#### FRAGMENTO:
Por todo lo que oía Juan sobre el vicio y la iniquidad en Roma y el libertinaje y la esterilidad moral del imperio, por lo que él sabía de las fechorías de Herodes Antipas y de los gobernadores de Judea, se inclinaba a pensar que se acercaba el fin de la era. Le parecía a este noble y rudo hijo de la naturaleza que el mundo estaba maduro para el fin de la era del hombre, para el alborear de una era nueva y divina: el reino del cielo. En el corazón de Juan fue creciendo la convicción de que había de ser el último de los antiguos profetas y el primero de los nuevos. Vibraba con el sobrecogedor impulso de salir y proclamar a todos los hombres: «¡Arrepentíos! ¡Andad bien con Dios! Preparaos para el fin; preparaos para el advenimiento del nuevo orden eterno de los asuntos terrenales, el reino del cielo».



4. LA MUERTE DE ELIZABETH

El 17 de agosto del año 22 d. de J. C., cuando Juan tenía veinte y ocho años de edad, su madre falleció repentinamente. Los amigos de Elizabeth, conociendo las restricciones nazareas respecto al contacto con los muertos, incluso los de la propia familia, hicieron todos los arreglos para el entierro de Elizabeth antes de mandar a llamar a Juan. Al recibir Juan la noticia de la muerte de su madre, instruyó a Ezda que condujera sus rebaños a En-Gedi y partió hacia Hebrón.

A su regreso a En-Gedi, después del funeral de su madre, donó sus rebaños a la hermandad y durante una temporada se apartó del mundo exterior para ayunar y orar. Juan tan sólo conocía los métodos antiguos de acercarse a la divinidad; tan sólo conocía las historias de Elías, Samuel y Daniel. Elías era su ideal de profeta. Fue el primero de los maestros de Israel que llegó a ser considerado un profeta; Juan creía verdaderamente que habría de ser el último en este largo e ilustre linaje de mensajeros del cielo.
Por dos años y medio vivió Juan en En-Gedi, convenciendo a la mayoría de los miembros de la hermandad de que «se acercaba el fin de la era», que «el reino del cielo estaba por aparecer». Sus primeras enseñanzas de esa época estaban basadas en la idea y concepto judíos, corrientes por ese entonces, de un Mesías que habría de ser el liberador prometido de la nación judía; el que la habría de liberar de la dominación de sus potentados gentiles.

Durante todo este período Juan leyó mucho los escritos sagrados que encontró en la morada de los nazareos en En-Gedi. Le impresionaron especialmente los escritos de Isaías y Malaquías, los últimos profetas hasta ese momento. Leía y releía los últimos cinco capítulos de Isaías, y creía en estas profecías. Luego leía en Malaquías: «He aquí, yo os envío el profeta Elías antes que venga el gran y terrible día del Señor; y él hará volver el corazón de los padres hacia los hijos, y el corazón de los hijos hacia los padres, no sea que yo venga e hiera la tierra con maldición». Y solamente fue esta promesa de Malaquías de que Elías habría de regresar lo que hizo que Juan se abstuviera de salir a predicar sobre el advenimiento del reino y de exhortar a sus compatriotas a que escaparan de la ira venidera. Juan estaba listo para la proclamación del mensaje del advenimiento del reino, pero la anticipación del regreso de Elías lo frenó por más de dos años. Sabía que él no era Elías. ¿Qué quería decir Malaquías? ¿Era la profecía literal o figurada? ¿Cómo podía conocer la verdad? Finalmente se atrevió a pensar que, puesto que el primero de los profetas se llamaba Elías, así también el último sería conocido finalmente por el mismo nombre. A pesar de todo, mucho dudaba Juan, tanto dudaba que nunca se llamó a sí mismo Elías.

#### DATOS PROPORCIONADOS:

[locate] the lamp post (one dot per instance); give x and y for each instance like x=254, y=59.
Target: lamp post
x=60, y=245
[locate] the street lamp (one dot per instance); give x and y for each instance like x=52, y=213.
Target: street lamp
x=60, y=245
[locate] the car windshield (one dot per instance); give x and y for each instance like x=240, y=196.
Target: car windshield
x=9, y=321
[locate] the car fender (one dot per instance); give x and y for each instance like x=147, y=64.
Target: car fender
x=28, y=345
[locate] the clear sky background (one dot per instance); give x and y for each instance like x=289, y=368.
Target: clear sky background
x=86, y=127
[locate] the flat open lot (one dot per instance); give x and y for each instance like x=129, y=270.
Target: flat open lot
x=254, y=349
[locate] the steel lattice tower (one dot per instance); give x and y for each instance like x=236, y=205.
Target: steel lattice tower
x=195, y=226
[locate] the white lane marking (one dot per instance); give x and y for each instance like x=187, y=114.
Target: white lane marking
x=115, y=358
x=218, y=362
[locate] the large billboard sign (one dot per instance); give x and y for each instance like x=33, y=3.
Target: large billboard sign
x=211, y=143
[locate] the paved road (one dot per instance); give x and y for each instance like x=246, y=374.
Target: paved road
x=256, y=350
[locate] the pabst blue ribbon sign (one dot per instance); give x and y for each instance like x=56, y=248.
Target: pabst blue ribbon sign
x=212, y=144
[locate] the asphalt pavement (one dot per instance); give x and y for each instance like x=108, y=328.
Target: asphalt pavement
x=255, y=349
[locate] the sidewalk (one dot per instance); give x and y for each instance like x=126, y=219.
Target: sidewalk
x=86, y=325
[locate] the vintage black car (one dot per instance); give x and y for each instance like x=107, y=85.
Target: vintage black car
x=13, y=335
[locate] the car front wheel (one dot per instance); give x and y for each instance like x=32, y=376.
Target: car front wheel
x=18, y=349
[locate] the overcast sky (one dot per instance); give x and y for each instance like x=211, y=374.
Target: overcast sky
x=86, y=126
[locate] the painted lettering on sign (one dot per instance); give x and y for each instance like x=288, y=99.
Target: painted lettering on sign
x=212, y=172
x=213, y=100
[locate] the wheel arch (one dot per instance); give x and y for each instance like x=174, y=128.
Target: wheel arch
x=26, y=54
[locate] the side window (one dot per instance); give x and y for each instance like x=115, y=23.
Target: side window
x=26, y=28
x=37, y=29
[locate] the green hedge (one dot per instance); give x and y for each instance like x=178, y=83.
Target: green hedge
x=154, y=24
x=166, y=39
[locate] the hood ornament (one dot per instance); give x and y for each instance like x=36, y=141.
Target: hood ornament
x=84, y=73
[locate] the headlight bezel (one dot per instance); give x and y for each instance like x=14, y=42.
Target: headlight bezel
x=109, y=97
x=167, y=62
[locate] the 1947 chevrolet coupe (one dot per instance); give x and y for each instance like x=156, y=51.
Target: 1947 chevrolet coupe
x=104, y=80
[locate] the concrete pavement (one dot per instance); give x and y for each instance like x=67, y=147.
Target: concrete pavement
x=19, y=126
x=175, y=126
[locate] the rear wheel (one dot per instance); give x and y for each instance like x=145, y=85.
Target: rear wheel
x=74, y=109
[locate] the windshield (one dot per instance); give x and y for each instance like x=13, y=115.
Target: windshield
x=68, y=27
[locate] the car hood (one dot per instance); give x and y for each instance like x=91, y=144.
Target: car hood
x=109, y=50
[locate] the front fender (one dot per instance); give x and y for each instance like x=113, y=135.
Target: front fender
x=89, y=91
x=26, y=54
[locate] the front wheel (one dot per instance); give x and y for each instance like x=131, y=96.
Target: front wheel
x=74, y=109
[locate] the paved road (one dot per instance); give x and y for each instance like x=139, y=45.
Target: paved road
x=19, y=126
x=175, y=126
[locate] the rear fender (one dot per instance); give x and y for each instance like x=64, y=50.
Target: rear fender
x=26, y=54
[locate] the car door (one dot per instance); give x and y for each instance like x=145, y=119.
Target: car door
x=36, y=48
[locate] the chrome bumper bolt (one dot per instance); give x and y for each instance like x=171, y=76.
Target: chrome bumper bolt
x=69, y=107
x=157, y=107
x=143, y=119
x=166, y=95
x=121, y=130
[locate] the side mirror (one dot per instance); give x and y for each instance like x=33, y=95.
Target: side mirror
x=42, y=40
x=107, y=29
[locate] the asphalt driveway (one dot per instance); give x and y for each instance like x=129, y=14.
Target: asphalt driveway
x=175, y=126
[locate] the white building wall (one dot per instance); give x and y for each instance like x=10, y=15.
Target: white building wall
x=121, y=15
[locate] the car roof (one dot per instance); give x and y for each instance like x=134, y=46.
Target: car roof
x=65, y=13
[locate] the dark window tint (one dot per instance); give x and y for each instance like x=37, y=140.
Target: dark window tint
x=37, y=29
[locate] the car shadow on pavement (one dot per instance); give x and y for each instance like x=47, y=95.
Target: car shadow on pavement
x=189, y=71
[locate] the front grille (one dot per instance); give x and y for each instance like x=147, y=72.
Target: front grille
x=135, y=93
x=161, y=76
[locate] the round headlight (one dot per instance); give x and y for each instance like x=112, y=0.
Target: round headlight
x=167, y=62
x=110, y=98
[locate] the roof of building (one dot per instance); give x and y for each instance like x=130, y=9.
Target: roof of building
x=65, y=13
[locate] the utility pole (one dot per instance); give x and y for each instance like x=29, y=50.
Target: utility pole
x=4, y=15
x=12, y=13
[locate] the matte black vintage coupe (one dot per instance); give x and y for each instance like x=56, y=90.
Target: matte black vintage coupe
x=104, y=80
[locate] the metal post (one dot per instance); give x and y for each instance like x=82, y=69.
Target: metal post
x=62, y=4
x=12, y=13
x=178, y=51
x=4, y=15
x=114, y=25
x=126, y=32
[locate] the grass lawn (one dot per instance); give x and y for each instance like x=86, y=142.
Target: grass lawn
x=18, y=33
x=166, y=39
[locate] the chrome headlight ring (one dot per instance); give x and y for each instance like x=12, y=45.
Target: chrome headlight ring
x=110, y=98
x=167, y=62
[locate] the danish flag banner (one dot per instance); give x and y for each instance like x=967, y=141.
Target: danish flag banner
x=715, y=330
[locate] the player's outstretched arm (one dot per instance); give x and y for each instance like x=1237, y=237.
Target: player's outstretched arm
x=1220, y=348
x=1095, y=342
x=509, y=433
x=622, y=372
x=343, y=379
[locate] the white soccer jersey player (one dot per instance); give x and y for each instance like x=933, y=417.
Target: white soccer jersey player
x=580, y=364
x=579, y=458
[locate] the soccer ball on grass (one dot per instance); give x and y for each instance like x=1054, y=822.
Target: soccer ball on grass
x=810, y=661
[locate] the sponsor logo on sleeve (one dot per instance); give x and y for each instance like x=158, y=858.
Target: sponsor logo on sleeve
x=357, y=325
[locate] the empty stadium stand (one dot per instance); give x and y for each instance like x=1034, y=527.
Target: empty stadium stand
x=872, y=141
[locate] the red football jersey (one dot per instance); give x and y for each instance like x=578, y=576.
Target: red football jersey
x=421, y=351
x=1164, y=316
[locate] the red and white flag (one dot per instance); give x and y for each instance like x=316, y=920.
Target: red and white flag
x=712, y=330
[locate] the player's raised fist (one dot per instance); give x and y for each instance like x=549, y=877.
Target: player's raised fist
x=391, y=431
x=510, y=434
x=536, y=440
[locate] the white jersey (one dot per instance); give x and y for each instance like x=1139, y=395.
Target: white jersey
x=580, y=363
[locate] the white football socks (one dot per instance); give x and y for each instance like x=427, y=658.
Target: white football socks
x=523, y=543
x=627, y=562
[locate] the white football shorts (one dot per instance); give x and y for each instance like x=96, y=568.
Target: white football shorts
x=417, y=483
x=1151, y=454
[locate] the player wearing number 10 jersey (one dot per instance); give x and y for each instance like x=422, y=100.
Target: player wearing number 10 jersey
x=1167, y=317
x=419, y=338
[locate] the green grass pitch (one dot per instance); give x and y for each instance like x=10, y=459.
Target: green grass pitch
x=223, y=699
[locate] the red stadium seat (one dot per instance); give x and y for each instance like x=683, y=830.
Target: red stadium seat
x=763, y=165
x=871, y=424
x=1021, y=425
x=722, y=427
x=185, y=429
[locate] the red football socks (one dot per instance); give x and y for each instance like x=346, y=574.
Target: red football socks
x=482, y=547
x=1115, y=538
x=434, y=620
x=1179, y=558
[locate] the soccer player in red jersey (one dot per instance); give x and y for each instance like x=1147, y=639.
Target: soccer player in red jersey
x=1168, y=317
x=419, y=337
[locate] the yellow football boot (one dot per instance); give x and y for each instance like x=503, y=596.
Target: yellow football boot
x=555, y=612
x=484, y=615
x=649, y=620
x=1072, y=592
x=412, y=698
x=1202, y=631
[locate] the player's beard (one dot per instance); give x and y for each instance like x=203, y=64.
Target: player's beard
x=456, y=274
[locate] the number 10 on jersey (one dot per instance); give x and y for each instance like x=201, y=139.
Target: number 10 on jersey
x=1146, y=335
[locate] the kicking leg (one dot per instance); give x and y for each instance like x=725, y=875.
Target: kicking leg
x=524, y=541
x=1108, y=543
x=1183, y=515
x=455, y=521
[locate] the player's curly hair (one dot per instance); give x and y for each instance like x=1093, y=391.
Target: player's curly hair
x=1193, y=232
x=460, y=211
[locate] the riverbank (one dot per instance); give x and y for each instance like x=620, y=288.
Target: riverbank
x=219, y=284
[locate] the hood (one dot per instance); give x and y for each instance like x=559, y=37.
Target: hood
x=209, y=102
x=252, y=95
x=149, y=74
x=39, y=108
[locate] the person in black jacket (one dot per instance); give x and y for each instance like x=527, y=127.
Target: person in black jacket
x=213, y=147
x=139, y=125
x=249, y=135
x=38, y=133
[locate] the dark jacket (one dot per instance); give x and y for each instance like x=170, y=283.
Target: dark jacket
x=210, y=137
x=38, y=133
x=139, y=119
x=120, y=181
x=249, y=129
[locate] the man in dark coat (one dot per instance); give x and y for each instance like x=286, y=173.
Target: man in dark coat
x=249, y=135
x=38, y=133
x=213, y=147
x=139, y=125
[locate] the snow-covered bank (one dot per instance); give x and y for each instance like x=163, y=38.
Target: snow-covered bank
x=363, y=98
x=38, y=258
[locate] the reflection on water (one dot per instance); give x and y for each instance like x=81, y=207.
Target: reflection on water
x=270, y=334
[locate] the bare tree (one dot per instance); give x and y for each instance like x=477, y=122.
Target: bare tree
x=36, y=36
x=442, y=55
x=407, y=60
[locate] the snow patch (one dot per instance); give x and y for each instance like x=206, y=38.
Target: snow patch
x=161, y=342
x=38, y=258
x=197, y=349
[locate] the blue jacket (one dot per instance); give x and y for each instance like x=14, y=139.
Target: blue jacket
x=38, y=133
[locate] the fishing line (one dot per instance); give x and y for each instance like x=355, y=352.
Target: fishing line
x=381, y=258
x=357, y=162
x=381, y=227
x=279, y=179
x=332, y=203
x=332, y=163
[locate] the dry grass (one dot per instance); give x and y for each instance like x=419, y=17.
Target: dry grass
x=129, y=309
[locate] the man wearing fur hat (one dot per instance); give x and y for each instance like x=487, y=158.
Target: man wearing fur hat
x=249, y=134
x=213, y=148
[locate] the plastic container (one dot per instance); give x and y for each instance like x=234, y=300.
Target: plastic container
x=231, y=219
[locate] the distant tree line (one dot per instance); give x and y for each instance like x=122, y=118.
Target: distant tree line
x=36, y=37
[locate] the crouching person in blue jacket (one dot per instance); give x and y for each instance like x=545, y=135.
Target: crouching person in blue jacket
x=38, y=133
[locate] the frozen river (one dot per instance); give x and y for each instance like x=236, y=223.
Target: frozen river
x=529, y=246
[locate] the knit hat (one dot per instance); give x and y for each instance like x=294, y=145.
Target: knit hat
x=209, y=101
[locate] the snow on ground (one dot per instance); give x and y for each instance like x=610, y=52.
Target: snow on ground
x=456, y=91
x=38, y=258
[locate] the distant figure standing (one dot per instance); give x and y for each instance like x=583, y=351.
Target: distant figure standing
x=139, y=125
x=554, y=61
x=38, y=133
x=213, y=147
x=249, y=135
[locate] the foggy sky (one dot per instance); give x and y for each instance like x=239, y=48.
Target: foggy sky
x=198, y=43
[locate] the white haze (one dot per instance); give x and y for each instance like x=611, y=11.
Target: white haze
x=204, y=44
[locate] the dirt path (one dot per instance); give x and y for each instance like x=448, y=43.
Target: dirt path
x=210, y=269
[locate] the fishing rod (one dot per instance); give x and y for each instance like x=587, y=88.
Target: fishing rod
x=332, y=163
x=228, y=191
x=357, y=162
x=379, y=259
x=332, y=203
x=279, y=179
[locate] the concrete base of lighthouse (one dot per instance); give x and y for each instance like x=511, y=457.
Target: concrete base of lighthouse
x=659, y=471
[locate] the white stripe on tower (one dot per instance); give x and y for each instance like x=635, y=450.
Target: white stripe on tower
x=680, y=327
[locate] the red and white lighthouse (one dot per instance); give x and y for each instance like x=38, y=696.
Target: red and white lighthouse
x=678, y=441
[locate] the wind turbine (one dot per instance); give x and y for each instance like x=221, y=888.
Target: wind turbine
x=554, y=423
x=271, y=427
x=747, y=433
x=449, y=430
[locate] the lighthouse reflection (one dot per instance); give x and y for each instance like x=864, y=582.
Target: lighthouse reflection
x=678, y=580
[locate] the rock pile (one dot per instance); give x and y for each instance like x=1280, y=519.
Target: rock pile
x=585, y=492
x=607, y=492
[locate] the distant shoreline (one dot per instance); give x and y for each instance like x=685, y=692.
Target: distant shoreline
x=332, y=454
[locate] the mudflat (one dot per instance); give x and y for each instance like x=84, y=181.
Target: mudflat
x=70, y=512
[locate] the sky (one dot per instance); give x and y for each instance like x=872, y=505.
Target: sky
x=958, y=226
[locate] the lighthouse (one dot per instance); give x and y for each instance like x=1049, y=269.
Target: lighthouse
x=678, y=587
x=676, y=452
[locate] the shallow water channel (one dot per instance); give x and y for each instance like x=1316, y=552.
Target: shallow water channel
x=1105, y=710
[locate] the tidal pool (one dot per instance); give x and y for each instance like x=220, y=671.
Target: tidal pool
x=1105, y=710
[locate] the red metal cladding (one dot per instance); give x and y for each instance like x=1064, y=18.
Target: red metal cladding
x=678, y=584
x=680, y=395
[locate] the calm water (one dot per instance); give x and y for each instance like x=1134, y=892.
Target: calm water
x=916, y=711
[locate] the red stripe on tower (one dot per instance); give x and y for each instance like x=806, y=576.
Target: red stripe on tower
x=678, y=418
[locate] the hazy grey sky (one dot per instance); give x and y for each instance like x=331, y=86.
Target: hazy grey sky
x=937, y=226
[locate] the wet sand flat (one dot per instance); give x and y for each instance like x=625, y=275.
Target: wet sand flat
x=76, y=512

#### CONSIGNA:
Edita el fragmento sobre Juan y la muerte de Elizabeth: reproduce el tramo desde "4. LA MUERTE" hasta "partió hacia Hebrón." y cambia "Hebrón" por "Jerusalén". Responde basándote solo en el fragmento.

#### RESPUESTA:
4. LA MUERTE DE ELIZABETH

El 17 de agosto del año 22 d. de J. C., cuando Juan tenía veinte y ocho años de edad, su madre falleció repentinamente. Los amigos de Elizabeth, conociendo las restricciones nazareas respecto al contacto con los muertos, incluso los de la propia familia, hicieron todos los arreglos para el entierro de Elizabeth antes de mandar a llamar a Juan. Al recibir Juan la noticia de la muerte de su madre, instruyó a Ezda que condujera sus rebaños a En-Gedi y partió hacia Jerusalén.